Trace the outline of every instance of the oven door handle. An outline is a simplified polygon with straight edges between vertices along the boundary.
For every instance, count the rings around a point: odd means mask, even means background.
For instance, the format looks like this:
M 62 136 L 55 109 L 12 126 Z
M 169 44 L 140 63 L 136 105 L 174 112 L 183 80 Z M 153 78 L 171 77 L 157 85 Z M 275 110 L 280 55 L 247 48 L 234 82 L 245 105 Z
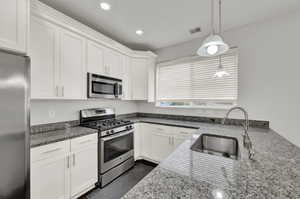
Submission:
M 124 133 L 118 133 L 116 135 L 111 135 L 111 136 L 108 136 L 108 137 L 104 137 L 104 138 L 101 138 L 101 142 L 105 142 L 105 141 L 108 141 L 108 140 L 112 140 L 114 138 L 117 138 L 117 137 L 122 137 L 122 136 L 125 136 L 125 135 L 129 135 L 133 133 L 133 131 L 127 131 L 127 132 L 124 132 Z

◆ TASK ITEM ◆
Would it be possible to give the material above again exactly, with the pictures left out?

◆ RESPONSE TO THIS EXERCISE ◆
Trace the outline of every instance of the oven door handle. An outline is a simplified polygon with straight edges between vertices along the boundary.
For every instance, count the rings around a point: odd means mask, even means background.
For instance, the format looks like this:
M 62 136 L 55 109 L 12 126 Z
M 169 44 L 140 63 L 136 105 L 174 112 L 183 80 Z M 153 78 L 171 77 L 157 85 Z M 275 110 L 280 55 L 247 48 L 234 82 L 245 105 Z
Submission:
M 124 133 L 118 133 L 116 135 L 111 135 L 111 136 L 108 136 L 108 137 L 104 137 L 104 138 L 101 138 L 101 142 L 105 142 L 105 141 L 108 141 L 108 140 L 112 140 L 114 138 L 117 138 L 117 137 L 122 137 L 122 136 L 125 136 L 125 135 L 129 135 L 133 133 L 133 131 L 127 131 L 127 132 L 124 132 Z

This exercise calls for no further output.